┌────────

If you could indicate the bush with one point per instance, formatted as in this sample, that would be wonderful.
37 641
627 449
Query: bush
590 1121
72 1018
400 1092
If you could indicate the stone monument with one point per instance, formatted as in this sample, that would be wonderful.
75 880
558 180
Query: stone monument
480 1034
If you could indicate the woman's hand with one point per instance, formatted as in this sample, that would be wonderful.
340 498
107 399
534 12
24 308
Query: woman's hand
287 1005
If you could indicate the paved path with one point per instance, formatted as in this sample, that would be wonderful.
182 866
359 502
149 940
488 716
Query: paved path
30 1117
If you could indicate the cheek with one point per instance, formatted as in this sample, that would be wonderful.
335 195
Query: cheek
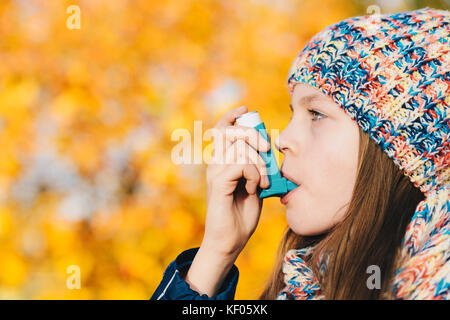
330 171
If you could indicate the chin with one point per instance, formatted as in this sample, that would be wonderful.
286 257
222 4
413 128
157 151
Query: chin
302 227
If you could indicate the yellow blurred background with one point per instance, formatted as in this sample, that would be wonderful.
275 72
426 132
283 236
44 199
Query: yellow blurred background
86 118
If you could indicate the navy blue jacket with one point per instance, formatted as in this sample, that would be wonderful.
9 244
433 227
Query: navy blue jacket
174 287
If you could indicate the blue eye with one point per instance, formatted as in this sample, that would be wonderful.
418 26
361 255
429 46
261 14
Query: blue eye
314 112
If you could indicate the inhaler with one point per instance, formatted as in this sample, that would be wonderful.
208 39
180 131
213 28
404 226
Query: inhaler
279 185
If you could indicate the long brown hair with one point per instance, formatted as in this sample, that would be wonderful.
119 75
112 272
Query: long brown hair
382 204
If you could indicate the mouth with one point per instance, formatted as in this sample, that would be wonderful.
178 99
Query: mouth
284 200
287 176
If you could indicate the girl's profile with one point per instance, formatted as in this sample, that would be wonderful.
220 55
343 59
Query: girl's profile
368 145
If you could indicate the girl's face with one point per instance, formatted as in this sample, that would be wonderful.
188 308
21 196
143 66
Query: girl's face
320 148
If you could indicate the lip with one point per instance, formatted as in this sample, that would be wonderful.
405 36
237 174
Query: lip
287 176
284 200
288 195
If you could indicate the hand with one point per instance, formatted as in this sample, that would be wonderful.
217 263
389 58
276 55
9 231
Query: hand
233 176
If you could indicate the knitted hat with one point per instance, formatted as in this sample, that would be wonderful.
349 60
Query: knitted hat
391 75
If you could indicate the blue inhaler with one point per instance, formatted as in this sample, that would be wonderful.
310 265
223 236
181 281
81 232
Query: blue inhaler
279 185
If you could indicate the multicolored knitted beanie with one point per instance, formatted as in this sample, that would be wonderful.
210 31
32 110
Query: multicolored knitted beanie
391 75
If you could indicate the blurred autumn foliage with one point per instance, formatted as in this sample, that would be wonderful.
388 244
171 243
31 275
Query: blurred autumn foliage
86 117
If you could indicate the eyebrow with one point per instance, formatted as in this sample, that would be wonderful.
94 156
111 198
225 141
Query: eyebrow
307 100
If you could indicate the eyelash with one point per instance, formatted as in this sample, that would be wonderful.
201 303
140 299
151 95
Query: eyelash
314 112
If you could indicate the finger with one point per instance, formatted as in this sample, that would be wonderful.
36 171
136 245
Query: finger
225 137
230 116
250 173
241 153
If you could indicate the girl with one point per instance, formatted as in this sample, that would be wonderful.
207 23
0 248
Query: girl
368 145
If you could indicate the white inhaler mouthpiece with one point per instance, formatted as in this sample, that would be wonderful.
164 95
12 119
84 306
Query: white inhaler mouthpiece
279 185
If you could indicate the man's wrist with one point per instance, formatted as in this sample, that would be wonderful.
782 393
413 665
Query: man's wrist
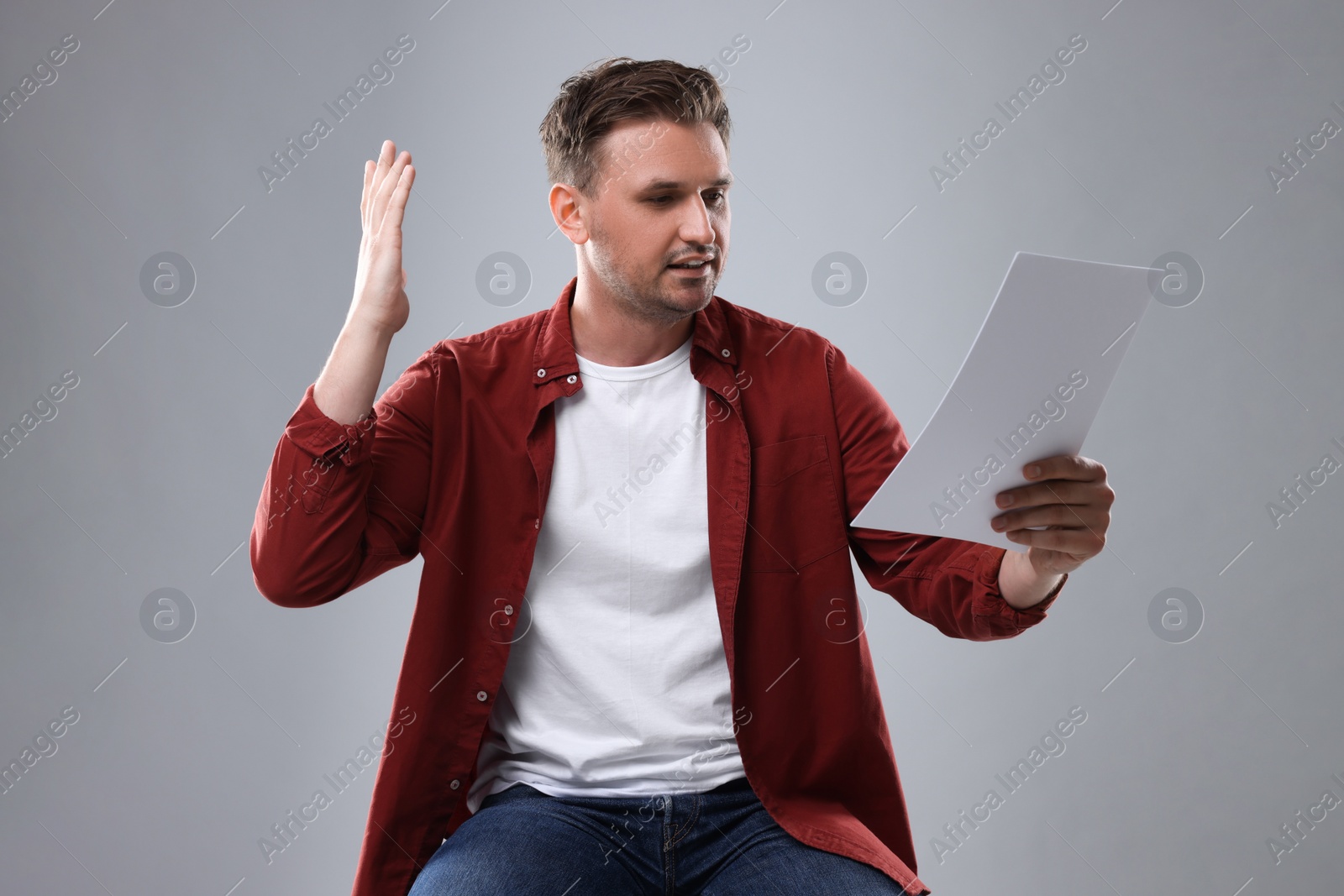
1021 587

└────────

## What is required
The response should be the listing above, limited to the lines between the one holding "If you could indicate the blue inhaler" and the one holding "If you could indicate the girl with", inclusive, reproduced exactly.

## Expected answer
If you could indicate the blue inhaler with one point per instance, formatted as in this sample, that would be wonderful.
310 265
223 236
181 281
81 232
Query: blue inhaler
279 185
If you could indicate the multicolored knitted beanie with one point per instance, formatted as in this sample, that would be wonderful.
210 31
32 110
Query: multicolored knitted beanie
391 75
If you could indicate the blurred autumn foliage with one point per instance, formatted as in this sample, that would be wonderful.
388 244
171 243
31 275
Query: blurred autumn foliage
86 117
If you could indicate the eyebrow with one point per instance, formatted as in this sample, that would be wonderful.
94 156
111 198
225 141
Query: eyebrow
307 100
If you could indicate the eyelash with one point per instance, formatted as in this sample, that would be wonderful.
201 303
140 299
151 95
Query: eyelash
314 112
If you could indicate the finger with one point per instance, formatted as in this sample, that would be wonderful.
36 171
136 245
Query: finger
225 137
230 116
250 173
241 153
If you could indicate the girl with one point per instance, formatted as in this sample, that would be wonderful.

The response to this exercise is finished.